Task brief> Repeat the records below verbatim.

Data supplied>
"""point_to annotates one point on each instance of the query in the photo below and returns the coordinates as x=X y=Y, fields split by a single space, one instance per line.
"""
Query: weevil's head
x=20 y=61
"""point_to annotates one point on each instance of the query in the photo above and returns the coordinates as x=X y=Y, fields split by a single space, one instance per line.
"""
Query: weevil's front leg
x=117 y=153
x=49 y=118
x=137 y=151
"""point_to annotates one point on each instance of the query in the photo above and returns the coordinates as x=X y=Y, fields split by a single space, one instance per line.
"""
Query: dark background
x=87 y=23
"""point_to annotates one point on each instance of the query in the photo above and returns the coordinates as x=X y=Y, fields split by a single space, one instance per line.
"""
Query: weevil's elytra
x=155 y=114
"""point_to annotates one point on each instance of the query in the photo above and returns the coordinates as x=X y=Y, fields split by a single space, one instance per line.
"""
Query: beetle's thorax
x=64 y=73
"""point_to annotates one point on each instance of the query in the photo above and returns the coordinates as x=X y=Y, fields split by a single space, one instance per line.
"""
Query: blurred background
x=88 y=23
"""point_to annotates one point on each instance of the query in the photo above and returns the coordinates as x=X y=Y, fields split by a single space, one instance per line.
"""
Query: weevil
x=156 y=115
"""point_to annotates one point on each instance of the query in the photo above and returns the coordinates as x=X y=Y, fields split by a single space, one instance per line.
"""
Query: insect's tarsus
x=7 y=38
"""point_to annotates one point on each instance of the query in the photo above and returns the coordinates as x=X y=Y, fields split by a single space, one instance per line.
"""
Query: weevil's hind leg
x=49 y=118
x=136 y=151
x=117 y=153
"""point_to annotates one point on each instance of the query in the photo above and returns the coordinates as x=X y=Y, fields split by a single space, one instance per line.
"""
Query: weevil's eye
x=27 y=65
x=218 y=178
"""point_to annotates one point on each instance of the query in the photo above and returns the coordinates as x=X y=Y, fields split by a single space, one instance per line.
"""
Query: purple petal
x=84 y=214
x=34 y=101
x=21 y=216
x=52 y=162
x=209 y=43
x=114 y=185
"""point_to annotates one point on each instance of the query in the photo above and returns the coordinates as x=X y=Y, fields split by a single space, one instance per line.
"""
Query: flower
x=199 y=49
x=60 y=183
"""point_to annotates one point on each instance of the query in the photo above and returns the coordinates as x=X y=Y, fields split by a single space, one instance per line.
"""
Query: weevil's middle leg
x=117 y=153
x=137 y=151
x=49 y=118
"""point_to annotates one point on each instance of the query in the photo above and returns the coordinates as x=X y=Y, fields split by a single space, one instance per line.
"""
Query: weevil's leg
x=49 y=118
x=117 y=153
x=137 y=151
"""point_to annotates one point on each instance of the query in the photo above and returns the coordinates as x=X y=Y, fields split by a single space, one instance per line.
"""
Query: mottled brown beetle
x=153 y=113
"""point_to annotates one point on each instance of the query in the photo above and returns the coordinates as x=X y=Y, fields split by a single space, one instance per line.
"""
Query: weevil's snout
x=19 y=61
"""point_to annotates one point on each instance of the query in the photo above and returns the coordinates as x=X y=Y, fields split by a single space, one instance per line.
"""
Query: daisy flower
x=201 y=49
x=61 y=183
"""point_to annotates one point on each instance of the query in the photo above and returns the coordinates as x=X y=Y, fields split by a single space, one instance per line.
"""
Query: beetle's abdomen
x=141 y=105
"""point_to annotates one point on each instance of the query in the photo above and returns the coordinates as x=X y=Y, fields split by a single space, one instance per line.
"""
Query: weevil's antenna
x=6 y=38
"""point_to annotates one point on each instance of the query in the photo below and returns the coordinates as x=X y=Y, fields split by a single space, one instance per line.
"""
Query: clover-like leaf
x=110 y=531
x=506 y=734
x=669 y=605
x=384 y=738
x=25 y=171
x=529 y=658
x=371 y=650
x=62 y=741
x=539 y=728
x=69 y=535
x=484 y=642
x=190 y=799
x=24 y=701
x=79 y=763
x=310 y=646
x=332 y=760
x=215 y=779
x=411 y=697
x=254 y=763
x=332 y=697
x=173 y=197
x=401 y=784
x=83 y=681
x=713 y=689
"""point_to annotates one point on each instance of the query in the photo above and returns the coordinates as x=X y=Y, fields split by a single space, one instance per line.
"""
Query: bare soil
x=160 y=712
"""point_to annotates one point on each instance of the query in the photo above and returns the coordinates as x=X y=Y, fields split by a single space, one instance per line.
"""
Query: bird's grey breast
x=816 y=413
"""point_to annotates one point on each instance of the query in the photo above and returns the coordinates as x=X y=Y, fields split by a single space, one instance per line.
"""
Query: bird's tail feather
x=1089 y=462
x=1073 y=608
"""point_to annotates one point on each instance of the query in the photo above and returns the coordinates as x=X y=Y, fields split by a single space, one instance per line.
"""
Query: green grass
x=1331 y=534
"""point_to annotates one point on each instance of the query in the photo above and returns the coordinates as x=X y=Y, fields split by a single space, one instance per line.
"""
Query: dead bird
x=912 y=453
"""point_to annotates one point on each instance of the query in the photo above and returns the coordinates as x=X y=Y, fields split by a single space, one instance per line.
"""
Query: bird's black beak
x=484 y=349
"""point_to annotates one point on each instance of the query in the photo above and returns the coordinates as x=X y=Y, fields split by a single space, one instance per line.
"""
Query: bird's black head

Answer to the exercise>
"""point_to annotates one point on each instance of the query in the photo below and returns the coordinates as x=X y=Y, fields split by a single space, one instance per line.
"""
Query: weevil's head
x=20 y=61
"""point_to annotates one point on each instance of the query in the photo above and returns the coordinates as x=X y=Y, fields split by a single space, one instance per line.
"""
Query: weevil's front leg
x=117 y=153
x=49 y=118
x=137 y=151
"""point_to annotates one point on each instance of the query in the photo above and returns the coordinates as x=X y=Y, fields split by a single space, one instance per line.
"""
Query: dark background
x=87 y=23
"""point_to annotates one point on each instance of the query in the photo above and returns the coordinates as x=X y=Y, fields split by a single space, one instance per line.
"""
Query: weevil's elytra
x=155 y=114
"""point_to annotates one point on each instance of the query in the photo above and returns the coordinates as x=X y=Y, fields split by a single space, one instance per line.
"""
Query: beetle's thorax
x=64 y=73
"""point_to annotates one point on each instance of the query in the photo above and returns the coordinates as x=X y=Y, fields split by a single space, one instance per line.
"""
Query: blurred background
x=88 y=23
"""point_to annotates one point on each instance of the query in the photo above and returns the coordinates as x=X y=Y, fields split by a single space, one instance per line.
"""
Query: weevil
x=156 y=115
"""point_to annotates one point on each instance of the query in the photo above and returns the coordinates as x=X y=Y, fields split by a single space, one instance per line.
"""
Query: insect's tarsus
x=7 y=38
"""point_to annotates one point on each instance of the query in the photo above and returns the coordinates as x=X y=Y, fields split by a single space, one instance per line.
"""
Query: weevil's hind leg
x=49 y=118
x=136 y=151
x=117 y=153
"""point_to annotates one point on each instance of the query in the photo above and returns the coordinates as x=X y=Y, fields split by a single space, one instance per line.
"""
Query: weevil's eye
x=27 y=65
x=218 y=178
"""point_to annotates one point on each instance of the query in the photo above and returns the coordinates as x=X y=Y, fields split by a single space, one instance per line.
"""
Query: purple petal
x=84 y=214
x=34 y=101
x=21 y=216
x=52 y=162
x=209 y=43
x=114 y=185
"""point_to annotates one point on each instance of the query in the photo above and returns the coordinates as x=X y=Y, fields split by a single space, one instance per line.
"""
Query: flower
x=199 y=49
x=60 y=183
"""point_to annotates one point on each instance of the query in the photo above and returns the coordinates as x=X y=Y, fields split by a single space, one instance per line.
"""
Query: weevil's middle leg
x=117 y=153
x=137 y=151
x=49 y=118
"""point_to annotates one point on each instance of the query in the photo above and returns the coordinates as x=X y=Y, fields split by a single space, one instance per line.
"""
Query: weevil's leg
x=49 y=118
x=117 y=153
x=137 y=151
"""point_to annotates one point on each instance of the query in the photo above and returns the coordinates as x=X y=Y, fields split by a single space, one instance per line.
"""
Query: mottled brown beetle
x=153 y=113
"""point_to annotates one point on each instance of the query in the photo above and returns the coordinates as x=X y=Y, fields split by a single space, one instance per line.
"""
Query: weevil's snout
x=19 y=61
"""point_to annotates one point on each instance of the query in the photo above and returns the coordinates as x=X y=Y, fields split by a single space, one instance per line.
"""
Query: daisy flower
x=201 y=49
x=61 y=183
"""point_to annotates one point on each instance of the query in the photo above and returns the coordinates as x=X y=Y, fields split by a single space, one instance per line.
"""
Query: beetle's abdomen
x=141 y=105
"""point_to annotates one point on each instance of the query in the photo above and returns the coordinates as x=X y=Y, fields split by a single space, one instance per line.
"""
Query: weevil's antenna
x=6 y=38
"""point_to annotates one point on each instance of the query in the photo below and returns the coordinates as x=X y=Y, fields split by a single space, one instance per line.
"""
Query: clover-like leaf
x=110 y=531
x=506 y=734
x=669 y=605
x=384 y=738
x=25 y=171
x=529 y=658
x=371 y=650
x=62 y=741
x=539 y=728
x=69 y=535
x=484 y=642
x=190 y=799
x=24 y=701
x=79 y=763
x=310 y=646
x=332 y=760
x=215 y=779
x=411 y=697
x=254 y=763
x=332 y=697
x=173 y=197
x=401 y=784
x=83 y=681
x=713 y=689
"""point_to annotates one point on each instance of the query in the photo above and returns the coordinates as x=X y=Y, fields split by a single space, one instance per line.
"""
Query: bare soil
x=160 y=712
"""point_to annotates one point on each instance of the query in the photo above and returns the coordinates as x=X y=Y, fields split by a single space, one instance per line.
"""
Query: bird's grey breast
x=816 y=413
"""point_to annotates one point on each instance of the query in the photo above and returns the coordinates as x=X y=Y, fields split by a single space, one instance per line.
"""
Query: bird's tail feather
x=1089 y=462
x=1073 y=608
"""point_to annotates one point on each instance of the query in the photo above and returns the coordinates as x=X y=Y, fields split by a single space, one instance per line.
"""
Query: green grass
x=1331 y=534
"""point_to annotates one point on each instance of the query in the photo above and returns the coordinates as x=X y=Y, fields split by a single space, one instance per line.
"""
Query: dead bird
x=912 y=453
"""point_to annotates one point on each instance of the query in the photo above and returns the coordinates as x=X y=Y, fields split by a single space, one instance per line.
"""
Query: bird's black beak
x=484 y=349
"""point_to annotates one point on each instance of the query in the photo above and returns the coordinates as x=X y=Y, fields split by a single space, one instance per line.
"""
Query: bird's black head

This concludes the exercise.